Task to complete:
Answer these questions using the coin-flip thread below.
(a) According to the question, what is the expected number of flips until HH or TT?
(b) In the first answer, what value does E[X] come out to?
(c) In the first answer, what does the random variable Y count?

Extracted text:
## Start

Expected Value of Flips Until HT Consecutively

Question

Suppose you flip a fair coin repeatedly until you see a Heads followed by a Tails. What is the expected number of coin flips you have to flip?

By manipulating an equation based on the result of the first flip, shown at this link:

http://www.codechef.com/wiki/tutorial-expectation

the answer is 6. This also makes sense intuitively since the expected value of the number flips until HH or TT is 3. But is there a way to tackle this problem by summing a series of probabilities multiplied by the values?

Thank you!

Answer 1

Let X be the random variable which counts the number of flips till we get a T (tails). Then: $$E[X] = \frac{1}{2}\cdot1 + \frac{1}{2}(1+E[X])$$ $$\implies E[X] = 2$$ The first term on LHS is if we get a T on a our first flip (with probability $\frac{1}{2}$). The second term is if we get a H (heads) on our first flip (with probability $\frac{1}{2}$), which means that we are effectively starting over with 1 extra flip.

Now let Y be the random variable which counts the number of flips till we get a HT sequence. Then: $$E[Y] = \frac{1}{2}(1+E[Y])+\frac{1}{2}(1+E[X])$$ $$\implies E[Y] = 4$$ The first term on LHS is if we get a T on our first flip (with probability $\frac{1}{2}$), which means we are effectively starting over with 1 extra flip. The second term if we get a H on our first flip (with probability $\frac{1}{2}$), then all we want is a T, which means we want to count 1 + expected number of flips to get a T.

## End

Record excerpts:
## Start

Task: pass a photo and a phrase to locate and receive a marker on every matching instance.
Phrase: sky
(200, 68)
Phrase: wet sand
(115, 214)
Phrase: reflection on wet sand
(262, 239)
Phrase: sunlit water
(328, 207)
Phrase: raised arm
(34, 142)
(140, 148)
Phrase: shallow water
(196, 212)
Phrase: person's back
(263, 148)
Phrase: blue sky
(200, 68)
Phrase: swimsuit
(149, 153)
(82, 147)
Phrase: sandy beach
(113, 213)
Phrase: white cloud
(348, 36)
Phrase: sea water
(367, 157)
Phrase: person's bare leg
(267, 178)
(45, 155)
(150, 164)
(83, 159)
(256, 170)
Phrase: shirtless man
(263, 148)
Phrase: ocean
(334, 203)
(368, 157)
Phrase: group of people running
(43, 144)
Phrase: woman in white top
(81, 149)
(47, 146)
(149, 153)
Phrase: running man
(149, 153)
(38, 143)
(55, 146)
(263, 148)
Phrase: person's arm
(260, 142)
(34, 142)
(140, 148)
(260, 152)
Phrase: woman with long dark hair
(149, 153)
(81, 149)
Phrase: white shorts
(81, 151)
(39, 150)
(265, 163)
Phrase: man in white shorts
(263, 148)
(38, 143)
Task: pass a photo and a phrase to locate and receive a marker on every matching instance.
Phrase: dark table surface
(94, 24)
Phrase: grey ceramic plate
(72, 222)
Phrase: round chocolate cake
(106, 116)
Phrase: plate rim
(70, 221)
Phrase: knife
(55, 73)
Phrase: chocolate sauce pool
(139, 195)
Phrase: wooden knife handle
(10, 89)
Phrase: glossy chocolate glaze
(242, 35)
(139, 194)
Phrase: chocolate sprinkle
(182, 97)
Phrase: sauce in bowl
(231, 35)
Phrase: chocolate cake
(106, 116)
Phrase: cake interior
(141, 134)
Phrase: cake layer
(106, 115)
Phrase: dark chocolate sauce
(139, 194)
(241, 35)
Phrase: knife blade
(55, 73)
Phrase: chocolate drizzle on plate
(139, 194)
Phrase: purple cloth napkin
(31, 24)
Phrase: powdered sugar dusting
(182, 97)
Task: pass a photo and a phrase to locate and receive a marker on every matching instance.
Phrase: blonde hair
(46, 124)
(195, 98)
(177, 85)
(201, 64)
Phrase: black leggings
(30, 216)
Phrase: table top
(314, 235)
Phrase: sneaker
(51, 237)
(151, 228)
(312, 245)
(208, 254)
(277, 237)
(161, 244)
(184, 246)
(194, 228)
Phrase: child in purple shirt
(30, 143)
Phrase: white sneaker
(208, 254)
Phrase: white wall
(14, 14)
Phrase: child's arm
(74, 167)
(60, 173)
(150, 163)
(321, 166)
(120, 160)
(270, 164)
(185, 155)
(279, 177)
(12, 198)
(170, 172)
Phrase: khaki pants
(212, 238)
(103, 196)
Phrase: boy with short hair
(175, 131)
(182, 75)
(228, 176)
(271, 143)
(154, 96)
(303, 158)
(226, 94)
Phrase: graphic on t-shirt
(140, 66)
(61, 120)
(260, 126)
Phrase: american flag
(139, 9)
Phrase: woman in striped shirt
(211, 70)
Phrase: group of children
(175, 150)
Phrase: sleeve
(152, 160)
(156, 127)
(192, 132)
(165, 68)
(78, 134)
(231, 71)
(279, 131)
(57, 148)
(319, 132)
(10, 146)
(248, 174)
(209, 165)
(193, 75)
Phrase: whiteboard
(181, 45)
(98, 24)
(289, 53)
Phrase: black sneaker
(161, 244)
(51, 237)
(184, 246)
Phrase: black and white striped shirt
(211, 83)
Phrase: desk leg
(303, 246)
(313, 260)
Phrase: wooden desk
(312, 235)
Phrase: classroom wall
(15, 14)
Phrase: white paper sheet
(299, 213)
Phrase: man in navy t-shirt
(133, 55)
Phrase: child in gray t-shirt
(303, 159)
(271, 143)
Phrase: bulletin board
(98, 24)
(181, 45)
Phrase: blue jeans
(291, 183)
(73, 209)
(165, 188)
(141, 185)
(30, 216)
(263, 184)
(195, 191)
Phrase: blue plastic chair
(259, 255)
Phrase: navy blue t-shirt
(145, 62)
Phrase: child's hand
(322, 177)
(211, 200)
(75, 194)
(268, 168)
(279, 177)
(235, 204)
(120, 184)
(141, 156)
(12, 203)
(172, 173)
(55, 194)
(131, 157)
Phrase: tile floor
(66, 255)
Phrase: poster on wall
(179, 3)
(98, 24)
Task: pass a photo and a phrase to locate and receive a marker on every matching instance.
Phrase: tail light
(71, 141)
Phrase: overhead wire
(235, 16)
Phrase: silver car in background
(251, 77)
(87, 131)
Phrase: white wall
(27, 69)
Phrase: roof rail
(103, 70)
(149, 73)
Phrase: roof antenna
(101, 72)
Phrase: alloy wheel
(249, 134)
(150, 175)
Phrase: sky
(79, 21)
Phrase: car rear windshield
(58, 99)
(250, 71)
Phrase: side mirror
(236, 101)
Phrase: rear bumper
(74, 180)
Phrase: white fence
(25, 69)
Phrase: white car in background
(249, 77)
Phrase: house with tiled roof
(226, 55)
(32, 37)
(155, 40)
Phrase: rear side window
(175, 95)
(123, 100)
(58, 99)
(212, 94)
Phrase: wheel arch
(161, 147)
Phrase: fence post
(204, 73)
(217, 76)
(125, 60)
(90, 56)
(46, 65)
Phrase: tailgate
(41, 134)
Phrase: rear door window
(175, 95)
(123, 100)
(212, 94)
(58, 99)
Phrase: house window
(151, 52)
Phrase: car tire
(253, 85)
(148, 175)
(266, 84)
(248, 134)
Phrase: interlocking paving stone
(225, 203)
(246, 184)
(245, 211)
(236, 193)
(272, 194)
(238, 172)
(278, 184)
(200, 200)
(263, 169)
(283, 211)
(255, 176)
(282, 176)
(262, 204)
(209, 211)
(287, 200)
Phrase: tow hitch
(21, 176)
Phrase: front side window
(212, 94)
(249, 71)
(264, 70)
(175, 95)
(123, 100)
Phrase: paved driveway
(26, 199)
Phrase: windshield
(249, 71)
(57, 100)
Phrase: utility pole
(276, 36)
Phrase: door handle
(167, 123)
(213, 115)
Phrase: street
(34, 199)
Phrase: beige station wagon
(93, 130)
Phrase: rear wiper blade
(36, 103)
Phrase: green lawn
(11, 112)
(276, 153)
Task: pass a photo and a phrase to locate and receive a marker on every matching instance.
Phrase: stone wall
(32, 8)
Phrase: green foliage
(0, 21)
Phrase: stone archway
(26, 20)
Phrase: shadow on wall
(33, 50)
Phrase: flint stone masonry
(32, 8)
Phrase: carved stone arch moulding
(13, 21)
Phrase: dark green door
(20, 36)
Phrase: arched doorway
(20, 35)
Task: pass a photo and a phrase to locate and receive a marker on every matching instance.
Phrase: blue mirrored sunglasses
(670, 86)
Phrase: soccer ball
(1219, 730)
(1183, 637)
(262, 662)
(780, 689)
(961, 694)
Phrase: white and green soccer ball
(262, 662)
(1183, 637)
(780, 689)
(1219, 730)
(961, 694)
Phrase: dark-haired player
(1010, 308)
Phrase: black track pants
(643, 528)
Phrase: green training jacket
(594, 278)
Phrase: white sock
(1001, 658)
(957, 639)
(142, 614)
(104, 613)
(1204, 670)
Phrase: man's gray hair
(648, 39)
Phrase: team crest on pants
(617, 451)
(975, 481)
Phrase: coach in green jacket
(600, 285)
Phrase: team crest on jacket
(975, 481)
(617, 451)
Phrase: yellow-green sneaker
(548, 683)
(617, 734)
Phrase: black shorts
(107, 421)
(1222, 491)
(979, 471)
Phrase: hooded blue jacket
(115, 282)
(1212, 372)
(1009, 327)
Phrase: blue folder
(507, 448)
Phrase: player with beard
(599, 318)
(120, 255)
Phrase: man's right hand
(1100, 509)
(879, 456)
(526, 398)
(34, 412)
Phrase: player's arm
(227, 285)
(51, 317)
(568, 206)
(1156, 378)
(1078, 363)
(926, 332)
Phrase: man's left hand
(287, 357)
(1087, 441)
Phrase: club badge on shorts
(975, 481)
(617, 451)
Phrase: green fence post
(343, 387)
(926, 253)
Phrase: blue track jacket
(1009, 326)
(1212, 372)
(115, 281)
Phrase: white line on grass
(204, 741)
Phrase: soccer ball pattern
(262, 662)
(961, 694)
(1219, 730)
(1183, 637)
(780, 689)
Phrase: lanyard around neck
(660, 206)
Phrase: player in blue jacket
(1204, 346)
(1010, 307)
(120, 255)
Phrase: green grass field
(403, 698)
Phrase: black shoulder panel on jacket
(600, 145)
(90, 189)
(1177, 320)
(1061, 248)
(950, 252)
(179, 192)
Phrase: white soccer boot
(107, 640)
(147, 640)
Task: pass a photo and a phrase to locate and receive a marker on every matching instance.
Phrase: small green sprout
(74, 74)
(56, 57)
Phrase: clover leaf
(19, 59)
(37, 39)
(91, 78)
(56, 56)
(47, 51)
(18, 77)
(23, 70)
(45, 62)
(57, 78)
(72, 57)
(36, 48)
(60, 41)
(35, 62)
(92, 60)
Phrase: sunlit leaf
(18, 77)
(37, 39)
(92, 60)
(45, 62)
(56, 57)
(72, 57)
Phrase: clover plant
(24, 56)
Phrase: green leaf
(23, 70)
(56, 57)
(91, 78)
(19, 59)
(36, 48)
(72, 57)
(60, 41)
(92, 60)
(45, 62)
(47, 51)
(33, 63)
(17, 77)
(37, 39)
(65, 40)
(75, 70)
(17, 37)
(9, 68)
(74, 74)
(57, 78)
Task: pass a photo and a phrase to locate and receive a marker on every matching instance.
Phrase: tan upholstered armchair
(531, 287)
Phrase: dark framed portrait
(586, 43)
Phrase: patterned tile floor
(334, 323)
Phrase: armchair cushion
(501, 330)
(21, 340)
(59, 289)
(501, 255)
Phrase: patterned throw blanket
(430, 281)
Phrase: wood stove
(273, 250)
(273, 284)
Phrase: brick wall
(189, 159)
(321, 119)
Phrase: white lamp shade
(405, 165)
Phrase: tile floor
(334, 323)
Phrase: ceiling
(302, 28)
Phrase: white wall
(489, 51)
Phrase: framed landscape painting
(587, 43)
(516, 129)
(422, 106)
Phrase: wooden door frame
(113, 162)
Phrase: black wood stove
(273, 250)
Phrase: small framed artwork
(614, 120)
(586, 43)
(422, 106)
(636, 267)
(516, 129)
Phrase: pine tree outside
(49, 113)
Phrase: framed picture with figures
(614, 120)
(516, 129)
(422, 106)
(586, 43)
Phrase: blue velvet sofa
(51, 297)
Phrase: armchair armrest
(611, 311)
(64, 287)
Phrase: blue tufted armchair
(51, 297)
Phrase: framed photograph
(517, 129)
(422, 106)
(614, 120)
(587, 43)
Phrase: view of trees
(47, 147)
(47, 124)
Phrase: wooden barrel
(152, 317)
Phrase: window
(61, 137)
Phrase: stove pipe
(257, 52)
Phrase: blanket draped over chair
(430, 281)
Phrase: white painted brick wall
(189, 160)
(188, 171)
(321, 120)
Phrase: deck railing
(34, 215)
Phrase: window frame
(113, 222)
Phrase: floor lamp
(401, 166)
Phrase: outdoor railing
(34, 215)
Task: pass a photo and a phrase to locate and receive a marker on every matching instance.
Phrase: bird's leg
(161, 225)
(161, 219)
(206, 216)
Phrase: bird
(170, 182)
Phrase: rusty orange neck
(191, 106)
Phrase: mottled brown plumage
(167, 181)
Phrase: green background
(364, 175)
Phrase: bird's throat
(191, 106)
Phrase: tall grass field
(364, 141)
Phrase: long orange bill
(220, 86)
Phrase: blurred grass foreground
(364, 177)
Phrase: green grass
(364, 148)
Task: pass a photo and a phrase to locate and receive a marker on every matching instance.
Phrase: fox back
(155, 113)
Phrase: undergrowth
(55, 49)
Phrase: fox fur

## End

Exercise answer:
(a) 3
(b) 2
(c) The number of flips until an HT sequence appears